## CONSIGNES À SUIVRE
Recopiez à l'identique chacune des lignes ci-dessous, s'il vous plaît.

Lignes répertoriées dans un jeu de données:
____
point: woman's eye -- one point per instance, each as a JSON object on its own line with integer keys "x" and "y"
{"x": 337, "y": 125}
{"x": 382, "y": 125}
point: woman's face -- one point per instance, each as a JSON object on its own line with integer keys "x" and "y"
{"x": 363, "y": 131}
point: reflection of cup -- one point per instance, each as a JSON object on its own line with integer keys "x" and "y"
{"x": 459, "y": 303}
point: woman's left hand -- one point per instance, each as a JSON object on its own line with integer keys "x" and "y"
____
## RÉPONSE RÉDIGÉE
point: woman's eye -- one point per instance, each as a JSON object on its own line with integer keys "x" and "y"
{"x": 337, "y": 125}
{"x": 382, "y": 125}
point: woman's face -- one point per instance, each as a JSON object on its own line with integer keys "x" and "y"
{"x": 363, "y": 131}
point: reflection of cup -- one point per instance, each as a JSON object on its own line with integer keys "x" and "y"
{"x": 459, "y": 303}
point: woman's left hand -- one point per instance, each as a JSON object on its own line with integer keys "x" and "y"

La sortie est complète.